──────── Records provided ────────

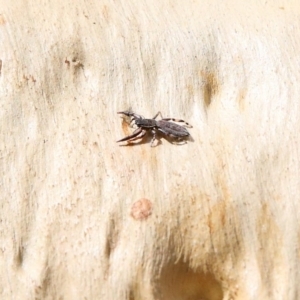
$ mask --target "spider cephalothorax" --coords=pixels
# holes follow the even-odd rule
[[[186,127],[192,127],[189,123],[185,122],[184,120],[174,119],[174,118],[162,118],[161,120],[155,120],[158,115],[161,115],[158,112],[152,119],[145,119],[143,116],[138,115],[131,111],[121,111],[118,114],[123,114],[127,117],[131,118],[131,123],[134,122],[135,125],[138,127],[131,135],[126,136],[125,138],[117,141],[117,142],[132,142],[137,139],[142,138],[147,131],[153,133],[153,138],[151,140],[151,147],[153,147],[153,143],[156,139],[156,133],[161,132],[167,136],[172,138],[176,138],[177,140],[187,138],[190,136],[189,132],[184,126],[178,125],[173,122],[182,122],[185,124]],[[173,121],[173,122],[171,122]]]

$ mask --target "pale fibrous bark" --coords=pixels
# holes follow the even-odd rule
[[[298,2],[0,2],[1,299],[300,297]]]

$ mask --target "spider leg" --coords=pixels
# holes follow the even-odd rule
[[[189,127],[192,128],[193,126],[191,124],[189,124],[188,122],[181,120],[181,119],[175,119],[175,118],[164,118],[162,119],[164,121],[173,121],[173,122],[182,122],[185,124],[185,127]]]
[[[153,133],[153,138],[152,138],[152,140],[151,140],[150,146],[151,146],[151,147],[155,147],[155,146],[158,145],[158,143],[157,143],[155,146],[153,146],[153,143],[154,143],[154,141],[156,140],[156,130],[155,130],[155,129],[152,129],[151,132]]]
[[[137,137],[142,131],[143,131],[142,128],[137,128],[137,129],[133,132],[133,134],[131,134],[131,135],[129,135],[129,136],[126,136],[126,137],[124,137],[124,138],[121,139],[121,140],[118,140],[117,143],[119,143],[119,142],[125,142],[125,141],[128,141],[128,140],[132,139],[132,138],[135,138],[135,137]]]
[[[163,118],[161,112],[159,111],[159,112],[153,117],[153,119],[156,119],[159,115],[161,116],[161,118]]]

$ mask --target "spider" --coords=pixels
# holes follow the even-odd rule
[[[190,136],[187,129],[181,125],[175,124],[173,122],[182,122],[186,127],[192,127],[189,123],[184,120],[174,119],[174,118],[162,118],[161,120],[155,120],[158,115],[162,114],[159,111],[152,119],[145,119],[143,116],[138,115],[132,111],[120,111],[118,114],[123,114],[127,117],[131,118],[131,122],[134,122],[138,127],[131,135],[124,137],[123,139],[117,141],[118,142],[132,142],[137,139],[141,139],[147,131],[151,130],[153,133],[153,138],[151,140],[151,147],[153,147],[153,143],[156,139],[156,133],[162,132],[163,134],[170,136],[172,138],[176,138],[177,140],[187,138]],[[170,122],[173,121],[173,122]]]

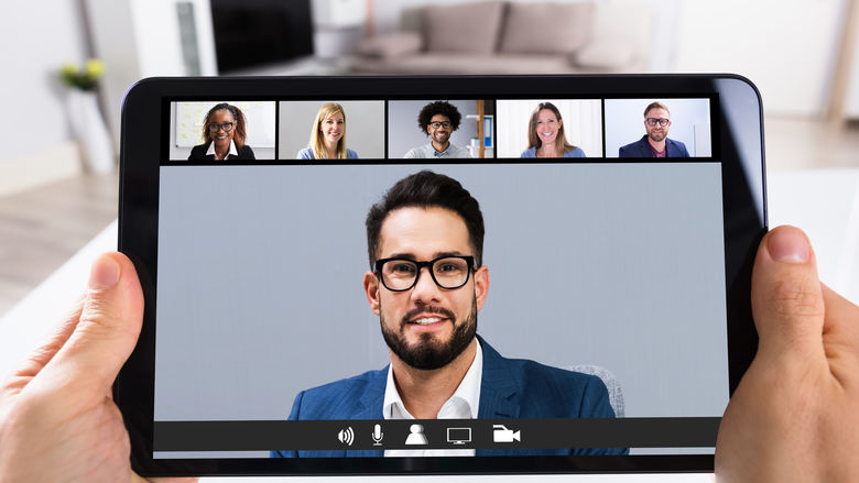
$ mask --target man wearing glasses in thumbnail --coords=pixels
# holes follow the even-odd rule
[[[621,146],[619,157],[689,157],[686,145],[668,139],[671,112],[662,102],[644,108],[644,129],[648,131],[634,143]]]
[[[417,129],[430,136],[430,143],[412,147],[403,157],[471,157],[467,147],[450,143],[463,116],[456,106],[443,100],[430,102],[417,114]]]
[[[459,182],[430,171],[398,182],[370,208],[367,245],[371,271],[363,276],[363,289],[370,309],[379,316],[391,363],[302,391],[293,403],[291,420],[615,417],[599,377],[502,358],[477,336],[477,314],[489,292],[489,270],[482,264],[483,216]],[[272,457],[628,451],[414,448],[272,451]]]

────────

■ **Problem to solve**
Output the material word for word, omitting its pictures.

■ **Reply to the exercise**
$ mask --target "spider cephalothorax" --coords=pixels
# holes follow the even-odd rule
[[[186,127],[192,127],[189,123],[185,122],[184,120],[174,119],[174,118],[162,118],[161,120],[155,120],[158,115],[161,115],[158,112],[152,119],[145,119],[143,116],[138,115],[131,111],[121,111],[118,114],[123,114],[127,117],[131,118],[131,123],[134,122],[135,125],[138,127],[131,135],[126,136],[125,138],[117,141],[117,142],[132,142],[137,139],[142,138],[147,131],[153,133],[153,138],[151,140],[151,147],[153,147],[153,143],[156,139],[156,133],[161,132],[167,136],[172,138],[176,138],[177,140],[187,138],[190,136],[189,132],[184,126],[178,125],[173,122],[182,122],[185,124]],[[173,121],[173,122],[171,122]]]

$ mask --target "pale fibrous bark" --coords=pixels
# holes follow the even-odd rule
[[[298,2],[0,2],[1,299],[300,297]]]

$ mask --target "spider leg" --coords=pixels
# holes follow the even-odd rule
[[[189,127],[192,128],[193,126],[191,124],[189,124],[188,122],[181,120],[181,119],[175,119],[175,118],[164,118],[162,119],[164,121],[173,121],[173,122],[182,122],[185,124],[185,127]]]
[[[153,133],[153,138],[152,138],[152,140],[151,140],[150,146],[151,146],[151,147],[155,147],[155,146],[158,145],[158,143],[157,143],[155,146],[153,146],[153,143],[154,143],[154,141],[156,140],[156,130],[155,130],[155,129],[152,129],[151,132]]]
[[[137,137],[142,131],[143,131],[142,128],[137,128],[137,129],[133,132],[133,134],[131,134],[131,135],[129,135],[129,136],[126,136],[126,137],[124,137],[124,138],[121,139],[121,140],[118,140],[117,143],[119,143],[119,142],[125,142],[125,141],[128,141],[128,140],[132,139],[132,138],[135,138],[135,137]]]
[[[163,118],[161,112],[159,111],[159,112],[153,117],[153,119],[156,119],[159,115],[161,116],[161,118]]]

$ mask --target "spider" --coords=pixels
# holes follow the even-odd rule
[[[190,136],[187,129],[181,125],[175,124],[173,122],[182,122],[186,127],[192,127],[189,123],[184,120],[174,119],[174,118],[162,118],[161,120],[155,120],[158,115],[162,114],[159,111],[152,119],[145,119],[143,116],[138,115],[132,111],[120,111],[118,114],[123,114],[127,117],[131,118],[131,122],[134,122],[138,127],[131,135],[124,137],[123,139],[117,141],[118,142],[132,142],[137,139],[141,139],[147,131],[151,130],[153,133],[153,138],[151,140],[151,147],[153,147],[153,143],[156,139],[156,133],[162,132],[163,134],[170,136],[172,138],[176,138],[177,140],[187,138]],[[170,122],[173,121],[173,122]]]

$ mask --target man wearing glasses in thumbnail --coords=pixels
# holes follow the even-odd rule
[[[621,146],[619,157],[689,157],[686,145],[668,139],[671,112],[662,102],[644,108],[644,129],[648,131],[634,143]]]
[[[417,129],[430,136],[430,143],[412,147],[403,157],[471,157],[467,147],[450,143],[463,116],[456,106],[443,100],[430,102],[417,114]]]
[[[459,182],[430,171],[398,182],[370,208],[367,245],[371,271],[363,276],[363,289],[370,309],[379,316],[391,363],[302,391],[293,403],[291,420],[615,417],[599,377],[502,358],[477,336],[477,314],[489,292],[489,270],[482,264],[483,216]],[[272,457],[628,451],[414,448],[272,451]]]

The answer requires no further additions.